TESTO DEL DOCUMENTO =
++++++++++

Si torna indietro e s'imbocca la strada asfaltata in direzione di Castelluccio:
arroccato su un colle tra il Pian Grande e il Pian Perduto, con i suoi 1452 m
di altitudine è tra i rari centri abitati di alta quota dell'Italia peninsulare.
E di lì non si può non andare al lago di Pilato: direttamente per Forca Viola
o attraverso il Monte Vettore che si raggiunge da Forca di Presta.
Il Lago di Pilato, a 1940 metri di altitudine, appare dietro una sella sassosa,
sembra un ametista al centro di un anfiteatro di strapiombante calcare
massiccio e pareti detritiche dove svaniscono i colori e i suoni della valle.
Lo specchio lacustre occupa un circo d'origine glaciale ed è alimentato
dalla neve che si accumula copiosa sui pianori circostanti. L'acqua
assume riflessi verdi, azzurri, viola in anelli concentrici all'aumentare
della profondità che, al centro, è di circa nove metri. Gli arbusti che
colonizzano i coni detritici hanno foglie grigiastre, quasi mimetiche, e fiori
poco appariscenti, ma sono piante rare, in qualche caso endemiche, come
l'Heracleum orsinii, il Linum falvum, il Papaver rhaeticum.

++++++++++

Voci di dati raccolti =
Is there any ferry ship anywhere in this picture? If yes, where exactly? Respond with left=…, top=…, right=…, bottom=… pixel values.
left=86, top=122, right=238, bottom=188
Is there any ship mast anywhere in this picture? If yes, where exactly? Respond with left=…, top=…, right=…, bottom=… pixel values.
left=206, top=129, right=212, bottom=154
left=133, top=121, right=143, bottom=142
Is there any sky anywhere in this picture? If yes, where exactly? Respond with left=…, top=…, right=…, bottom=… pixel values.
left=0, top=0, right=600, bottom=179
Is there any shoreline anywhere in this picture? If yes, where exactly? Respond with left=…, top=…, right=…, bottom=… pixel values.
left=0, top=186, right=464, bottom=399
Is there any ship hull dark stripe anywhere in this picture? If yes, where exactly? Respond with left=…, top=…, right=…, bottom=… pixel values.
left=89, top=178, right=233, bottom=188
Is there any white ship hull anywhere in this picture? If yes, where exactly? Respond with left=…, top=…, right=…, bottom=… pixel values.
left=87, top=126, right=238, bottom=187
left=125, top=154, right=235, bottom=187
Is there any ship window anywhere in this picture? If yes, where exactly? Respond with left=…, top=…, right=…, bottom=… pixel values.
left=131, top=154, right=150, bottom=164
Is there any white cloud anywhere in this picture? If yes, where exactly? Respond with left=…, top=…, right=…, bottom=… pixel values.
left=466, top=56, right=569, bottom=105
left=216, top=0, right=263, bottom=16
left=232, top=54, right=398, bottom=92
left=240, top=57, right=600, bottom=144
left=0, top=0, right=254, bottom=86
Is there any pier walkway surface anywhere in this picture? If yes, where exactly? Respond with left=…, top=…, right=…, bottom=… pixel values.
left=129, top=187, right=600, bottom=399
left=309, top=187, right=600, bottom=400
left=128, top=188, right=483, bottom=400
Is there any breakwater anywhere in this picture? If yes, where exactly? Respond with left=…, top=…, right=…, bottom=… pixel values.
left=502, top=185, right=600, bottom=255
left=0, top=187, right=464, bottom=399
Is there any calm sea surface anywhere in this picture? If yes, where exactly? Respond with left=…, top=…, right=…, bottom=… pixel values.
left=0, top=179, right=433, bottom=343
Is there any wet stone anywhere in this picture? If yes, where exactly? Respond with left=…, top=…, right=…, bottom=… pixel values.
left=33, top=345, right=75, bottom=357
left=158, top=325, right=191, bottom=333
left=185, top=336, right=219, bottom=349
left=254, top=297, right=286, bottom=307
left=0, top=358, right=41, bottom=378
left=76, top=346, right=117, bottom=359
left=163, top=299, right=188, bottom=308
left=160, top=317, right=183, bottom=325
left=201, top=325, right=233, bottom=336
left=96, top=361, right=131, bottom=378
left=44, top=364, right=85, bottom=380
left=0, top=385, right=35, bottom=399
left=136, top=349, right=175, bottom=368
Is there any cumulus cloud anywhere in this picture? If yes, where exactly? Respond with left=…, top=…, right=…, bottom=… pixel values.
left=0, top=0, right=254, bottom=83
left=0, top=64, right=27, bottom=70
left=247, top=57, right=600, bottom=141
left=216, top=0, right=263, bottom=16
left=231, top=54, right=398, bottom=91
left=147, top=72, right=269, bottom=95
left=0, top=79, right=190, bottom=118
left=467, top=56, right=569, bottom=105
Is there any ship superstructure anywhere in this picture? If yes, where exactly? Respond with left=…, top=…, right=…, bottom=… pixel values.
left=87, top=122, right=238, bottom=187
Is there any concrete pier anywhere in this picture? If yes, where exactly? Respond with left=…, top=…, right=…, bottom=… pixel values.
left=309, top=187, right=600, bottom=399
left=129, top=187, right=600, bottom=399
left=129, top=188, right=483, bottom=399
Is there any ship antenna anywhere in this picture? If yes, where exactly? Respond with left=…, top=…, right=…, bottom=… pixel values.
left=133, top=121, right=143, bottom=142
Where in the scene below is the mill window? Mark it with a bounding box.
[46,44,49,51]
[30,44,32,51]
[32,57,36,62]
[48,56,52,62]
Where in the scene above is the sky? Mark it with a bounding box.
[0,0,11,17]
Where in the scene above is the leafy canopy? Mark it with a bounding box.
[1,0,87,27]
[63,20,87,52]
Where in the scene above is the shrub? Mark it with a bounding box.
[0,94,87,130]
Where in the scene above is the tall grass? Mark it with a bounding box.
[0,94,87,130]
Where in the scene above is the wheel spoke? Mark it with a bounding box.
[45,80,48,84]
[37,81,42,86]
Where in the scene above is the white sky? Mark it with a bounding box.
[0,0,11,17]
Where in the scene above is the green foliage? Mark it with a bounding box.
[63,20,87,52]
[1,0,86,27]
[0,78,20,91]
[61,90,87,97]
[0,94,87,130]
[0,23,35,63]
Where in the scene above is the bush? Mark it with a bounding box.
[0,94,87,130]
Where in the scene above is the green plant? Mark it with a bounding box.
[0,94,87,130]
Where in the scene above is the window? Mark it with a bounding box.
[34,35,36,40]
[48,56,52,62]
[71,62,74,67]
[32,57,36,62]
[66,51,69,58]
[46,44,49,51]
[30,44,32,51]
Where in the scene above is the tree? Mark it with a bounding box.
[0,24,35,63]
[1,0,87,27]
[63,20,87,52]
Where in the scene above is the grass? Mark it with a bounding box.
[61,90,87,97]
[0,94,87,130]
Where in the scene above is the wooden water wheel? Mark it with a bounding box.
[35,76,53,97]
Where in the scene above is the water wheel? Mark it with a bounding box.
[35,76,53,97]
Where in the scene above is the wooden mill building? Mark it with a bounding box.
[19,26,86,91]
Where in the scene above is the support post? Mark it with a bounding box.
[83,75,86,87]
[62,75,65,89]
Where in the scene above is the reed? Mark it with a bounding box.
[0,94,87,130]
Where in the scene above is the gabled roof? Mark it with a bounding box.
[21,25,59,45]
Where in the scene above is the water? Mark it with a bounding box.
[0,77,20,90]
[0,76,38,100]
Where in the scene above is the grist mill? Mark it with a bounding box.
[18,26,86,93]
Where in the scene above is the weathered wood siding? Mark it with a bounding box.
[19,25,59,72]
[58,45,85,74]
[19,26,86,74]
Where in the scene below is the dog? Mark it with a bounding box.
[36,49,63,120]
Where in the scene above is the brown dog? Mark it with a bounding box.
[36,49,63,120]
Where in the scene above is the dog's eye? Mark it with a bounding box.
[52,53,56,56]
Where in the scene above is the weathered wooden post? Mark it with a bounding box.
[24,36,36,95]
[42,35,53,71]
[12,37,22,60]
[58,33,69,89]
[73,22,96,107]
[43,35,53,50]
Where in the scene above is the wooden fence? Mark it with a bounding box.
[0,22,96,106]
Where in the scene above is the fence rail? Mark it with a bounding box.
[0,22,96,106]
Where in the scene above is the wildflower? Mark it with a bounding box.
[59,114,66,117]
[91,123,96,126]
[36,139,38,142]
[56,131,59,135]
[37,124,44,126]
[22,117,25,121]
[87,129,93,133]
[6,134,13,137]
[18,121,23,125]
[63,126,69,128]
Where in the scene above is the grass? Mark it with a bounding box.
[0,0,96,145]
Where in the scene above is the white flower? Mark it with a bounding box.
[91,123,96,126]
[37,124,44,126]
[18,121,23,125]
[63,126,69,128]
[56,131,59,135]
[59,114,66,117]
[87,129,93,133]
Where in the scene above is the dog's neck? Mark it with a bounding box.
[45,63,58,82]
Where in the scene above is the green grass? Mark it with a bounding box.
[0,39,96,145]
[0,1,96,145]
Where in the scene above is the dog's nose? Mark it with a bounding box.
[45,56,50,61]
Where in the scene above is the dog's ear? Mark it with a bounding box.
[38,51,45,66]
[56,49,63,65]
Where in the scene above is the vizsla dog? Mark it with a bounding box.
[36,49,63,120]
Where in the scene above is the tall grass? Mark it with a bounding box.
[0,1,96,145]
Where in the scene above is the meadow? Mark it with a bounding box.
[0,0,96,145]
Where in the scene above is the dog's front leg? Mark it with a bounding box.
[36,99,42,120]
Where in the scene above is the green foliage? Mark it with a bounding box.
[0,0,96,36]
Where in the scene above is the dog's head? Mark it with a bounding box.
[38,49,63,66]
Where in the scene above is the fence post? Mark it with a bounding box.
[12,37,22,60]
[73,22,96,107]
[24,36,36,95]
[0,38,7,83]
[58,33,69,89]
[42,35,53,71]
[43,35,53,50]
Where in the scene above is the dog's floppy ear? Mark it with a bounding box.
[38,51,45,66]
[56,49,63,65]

++++++++++

PROBLEMA SCRITTO 1 =
Nel testo su Castelluccio e il Lago di Pilato, quanto è profondo il lago al centro?
PROBLEMA SCRITTO 2 =
Prosegui il testo su Castelluccio e il Lago di Pilato partendo da dove si interrompe.

RISPOSTA AL COMPITO 1 =
Circa nove metri.

RISPOSTA AL COMPITO 2 =
Dalla tarda primavera il Lago di Pilato assume la caratteristica forma
"ad occhiale", essendo diviso in due bacini comunicanti da una fascia
centrale di detriti, mentre in piena estate, spesso, i due specchi d'acqua
si separano completamente. Le sponde, quando si avvicina il tramonto,
pullulano di minuscoli crostacei rosati e diafani che, curiosamente, nuotano
adagiati su un fianco. Sono Chirocephals Marchesonii, chiamati così
dal nome dello scienziato che per primo li ha individuati nel 1954.
Nel Pian Perduto, invece, tra giugno e settembre è possibile imbattersi
nel "Tovel dei Sibillini": un piccolo "stagno rosso", ribattezzato così
per il colore che l'acqua assume in seguito ad un fenomeno alghifero
di grande importanza e unico, attualmente, in tutto l'Appennino.
Era un fenomeno già conosciuto sui Sibillini, scoperto dai botanici
Marchesoni e Paganelli nei pantani di Accumoli quarant'anni fa
e poi scomparso.
Siamo ormai nel versante marchigiano del Parco: scendiamo
a Castelsantangelo e a Visso, dove tutto è un pullulare di sorgenti
e di torrenti che vorremmo scoprire a poco a poco. Ma non abbiamo tempo.
Attraverso l'altopiano su cui sorge il bramantesco Santuario di Macereto
il nostro itinerario giunge al lago del Fiastrone, una perla verde che l'uomo
ha inserito mirabilmente in una corona di boschi e di montagne.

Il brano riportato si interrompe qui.